Set task: Set down each record below precisely, skipping the pictures.

(begin)

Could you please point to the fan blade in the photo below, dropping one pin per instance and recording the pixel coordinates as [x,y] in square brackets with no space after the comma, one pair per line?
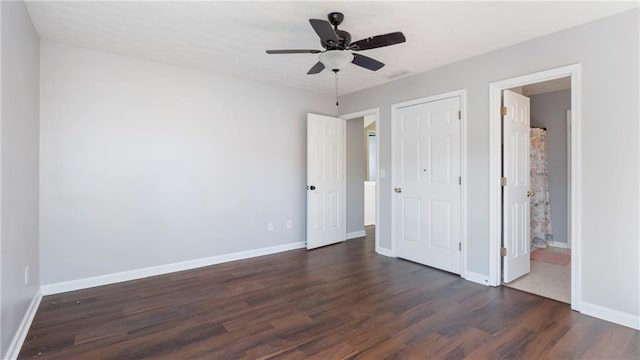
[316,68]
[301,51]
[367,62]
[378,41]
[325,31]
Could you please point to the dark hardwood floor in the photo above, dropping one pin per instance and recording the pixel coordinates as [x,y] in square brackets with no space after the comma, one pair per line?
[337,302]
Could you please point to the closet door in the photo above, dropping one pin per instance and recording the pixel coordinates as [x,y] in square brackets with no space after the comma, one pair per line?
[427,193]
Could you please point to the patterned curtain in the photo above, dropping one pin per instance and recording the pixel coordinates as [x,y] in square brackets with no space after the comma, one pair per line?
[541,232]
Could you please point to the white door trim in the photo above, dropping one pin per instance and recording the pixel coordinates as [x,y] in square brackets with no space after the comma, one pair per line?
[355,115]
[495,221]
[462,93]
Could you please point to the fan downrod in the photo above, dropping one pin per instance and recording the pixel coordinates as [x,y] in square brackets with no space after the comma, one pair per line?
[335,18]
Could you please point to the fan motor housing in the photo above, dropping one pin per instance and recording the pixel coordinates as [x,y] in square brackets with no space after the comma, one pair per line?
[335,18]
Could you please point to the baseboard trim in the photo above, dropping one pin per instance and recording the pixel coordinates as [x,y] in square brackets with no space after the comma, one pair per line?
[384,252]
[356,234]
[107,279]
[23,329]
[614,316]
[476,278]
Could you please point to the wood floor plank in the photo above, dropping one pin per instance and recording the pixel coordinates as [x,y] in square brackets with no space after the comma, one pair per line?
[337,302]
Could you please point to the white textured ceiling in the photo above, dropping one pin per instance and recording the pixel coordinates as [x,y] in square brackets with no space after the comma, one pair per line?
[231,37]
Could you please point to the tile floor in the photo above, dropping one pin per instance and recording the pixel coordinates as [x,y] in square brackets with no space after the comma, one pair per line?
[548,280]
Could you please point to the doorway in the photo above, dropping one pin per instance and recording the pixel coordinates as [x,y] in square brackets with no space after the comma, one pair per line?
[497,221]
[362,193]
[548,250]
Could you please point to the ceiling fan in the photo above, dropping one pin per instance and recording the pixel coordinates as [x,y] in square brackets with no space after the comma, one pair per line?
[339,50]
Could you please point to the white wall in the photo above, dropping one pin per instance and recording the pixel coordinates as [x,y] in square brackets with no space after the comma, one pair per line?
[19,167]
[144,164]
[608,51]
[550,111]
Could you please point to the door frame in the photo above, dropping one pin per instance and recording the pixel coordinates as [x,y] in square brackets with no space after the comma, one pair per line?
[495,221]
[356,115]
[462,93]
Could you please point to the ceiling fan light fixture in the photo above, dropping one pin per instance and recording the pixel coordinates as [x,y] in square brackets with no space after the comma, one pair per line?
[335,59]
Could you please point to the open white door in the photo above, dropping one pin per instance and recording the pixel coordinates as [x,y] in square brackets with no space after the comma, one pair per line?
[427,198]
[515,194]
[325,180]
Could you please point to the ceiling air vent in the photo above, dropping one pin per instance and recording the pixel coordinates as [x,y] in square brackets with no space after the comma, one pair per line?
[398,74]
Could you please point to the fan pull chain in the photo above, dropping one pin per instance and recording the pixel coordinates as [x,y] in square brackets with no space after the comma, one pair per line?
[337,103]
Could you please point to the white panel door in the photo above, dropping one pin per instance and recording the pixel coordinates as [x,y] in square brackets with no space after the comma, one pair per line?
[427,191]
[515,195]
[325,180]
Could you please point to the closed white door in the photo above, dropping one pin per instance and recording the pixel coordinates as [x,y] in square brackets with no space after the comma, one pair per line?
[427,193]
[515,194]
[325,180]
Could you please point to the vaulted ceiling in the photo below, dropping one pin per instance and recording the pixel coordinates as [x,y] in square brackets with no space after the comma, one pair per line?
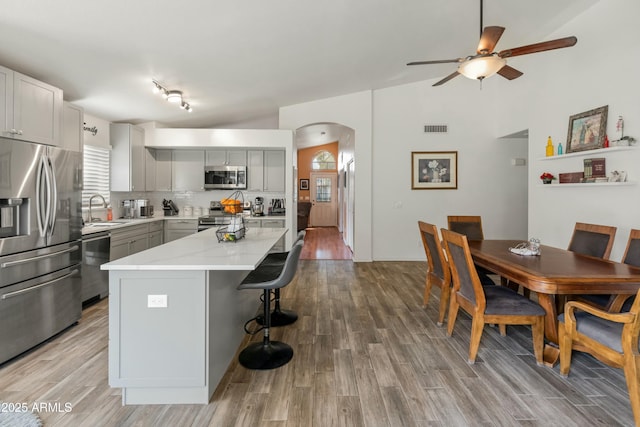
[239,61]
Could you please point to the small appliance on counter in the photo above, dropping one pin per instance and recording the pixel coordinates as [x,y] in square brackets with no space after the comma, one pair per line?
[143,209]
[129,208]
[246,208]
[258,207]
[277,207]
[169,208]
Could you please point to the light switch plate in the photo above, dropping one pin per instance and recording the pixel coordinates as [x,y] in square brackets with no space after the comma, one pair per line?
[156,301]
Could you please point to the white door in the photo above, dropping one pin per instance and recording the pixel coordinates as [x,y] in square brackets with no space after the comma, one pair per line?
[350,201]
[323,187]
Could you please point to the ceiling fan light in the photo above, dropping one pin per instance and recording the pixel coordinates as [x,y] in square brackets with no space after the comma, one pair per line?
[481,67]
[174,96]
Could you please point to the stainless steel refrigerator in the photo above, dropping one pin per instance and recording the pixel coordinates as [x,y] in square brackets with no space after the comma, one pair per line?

(end)

Reply:
Could you please point to the fan blade in the photo below, dropping one pin per instance and recording the pixel coordinates as [x,y] in square brackets with no space after the comma, one pair per line?
[316,68]
[301,51]
[367,62]
[378,41]
[325,31]
Could you please point to the dark hardwood floor in the photo above, dropping one pin per instance and recording the pixel coordinates as [x,y] in square brackets with no space after the comma, one pair per line?
[337,302]
Could you please point to the closet door in the photo above, dropping one pin per instance and recording the pixel coordinates as [x,y] in square brackets with no space after the comma, one pair per line?
[427,193]
Could you please point to the patterned curtain in the photo above, dropping one pin per instance and recording the pixel coordinates as [x,y] in square brackets with no space after the comma, one pair per line?
[541,232]
Could you please point to the white door trim in the photo above, dropping one pin per instance and recording the pixel coordinates as [x,y] in square brackets with no space after the comma, one pair per line?
[355,115]
[495,221]
[462,93]
Could you please point to the fan downrod in the photo above, dropping one pin per instance and recording the pixel coordinates as [x,y] in square brackets with no space after the comma, one pair per line?
[335,18]
Could you please point to the fan motor housing in the photo above, dropping one pin per instance and recording the pixel coordinates as [x,y] in square brackets with no space after the comma, one pair per line?
[335,18]
Could you please point to the baseboard trim in the photo above, dropping one pin per instance and recording the pixel coordinates as [x,y] in square brackets with no space after the comma, one pair per line?
[384,252]
[356,234]
[107,279]
[23,329]
[614,316]
[476,278]
Could you please point to the wood floor plank in the photo above, dropping one pin per instance and recording the pixel coordinates as [x,y] in square brackets with no space after the comma, one pair per line?
[337,302]
Could you please point to the white textured ceiling in the photo above, dropping one pin per instance and recording the pixel coordinates as [x,y] in square brackets with no space after the comma, one pair per line?
[231,37]
Could you please point to the tile floor in the photo above, dropping one pin per instance and recording the pixel coordinates as [x,y] in square brackets with no space after the comma, one pair per line?
[548,280]
Could you please point to the doorway in the photo above, dropping one pin per instance and recording the pixel coordinates as [x,y] in square brackets with no space after the comma, one pair per line?
[497,221]
[362,193]
[548,250]
Could you please point to the ceiling fan in the photo above, dropping one pin per instance and recording the pixel coordinates as [x,y] in square brackets with no space after the comma, one pair per line?
[339,50]
Could you please point to the white wall in the photo above, dropping one pin per instance and recording the pixel coordinates as [x,y] in square brackets with no space after the comma, one pair per line?
[19,167]
[144,164]
[608,51]
[550,111]
Could you please point to the door frame in the photo above, dropping one pin per instance and recording the pixel coordinates as [x,y] in square brackets with no space after the comma, one pair per line?
[495,221]
[356,115]
[462,93]
Could you please point to the ceiling fan light fixture in the photo above, dropping one pin per instance and recording the pixel coordinates as [x,y] in square brackets with no space after the comma, one pair per line?
[335,59]
Could you please point to the open white door in the photo above, dropping one pin per instance and recording the pixel coordinates as [x,y] in square brackets with no space after the comma, one pair per line?
[427,198]
[515,194]
[325,180]
Could you please point to the ceiling air vent in the photo above, dropping one pin per instance and recording the pixel coordinates as [x,y] in square brackets with no space after the comma, one pair per line?
[398,74]
Could you please point to the fan pull chain in the photo above, dropping one pin per instance and recording the pixel coordinates as [x,y] in square brackets with no space after the comma, one pair per line?
[337,103]
Could you please point to the white panel door in the photo above, dropping one pin per instance and recording the pixel coordinates as [x,y] in square brackets with no space after the comma, one pair per line?
[427,191]
[515,195]
[325,180]
Could you please point to the closed white door in the photo above, dropping one pin per instance and recording the pixel coordinates as [x,y] in square brackets with no space after the comma, one pair per line?
[427,193]
[515,194]
[325,180]
Could you please point to the vaulted ceiling in the photo below, dropping one pin per instance and recording the pixel coordinates as [x,y] in square brackets with no space after the comma, one pair per line?
[239,61]
Could you please point to the small appliance on counter in the photo above, dropping one pin per instance and recording the pixel coordinates as [x,y] in square brackets with no space after the comma, one pair per line?
[143,209]
[129,208]
[246,208]
[258,207]
[277,207]
[169,208]
Could you please point to the light switch plate in the photo above, dropping one pin per instance and recording the pixel coordinates as [x,y] in square brackets with no space after the comma, one pair per line?
[156,301]
Could you please point to the white door in the photo above, dropping one pin per instance and recording the pixel coordinates as [x,y] in square brackets with no space after the comma, one pair per line?
[350,201]
[323,187]
Could you please point to the ceiling fan light in the photo above, dropping one pin per instance and recording the pixel coordinates as [x,y] in square brackets with no space after the comma, one pair per line?
[481,67]
[174,96]
Could you please point to the stainless steel refrigerator in the photo above, dropping one pin per instance and recording the pixel coordinates as [x,y] in square brackets with no space after the comma, one pair per line?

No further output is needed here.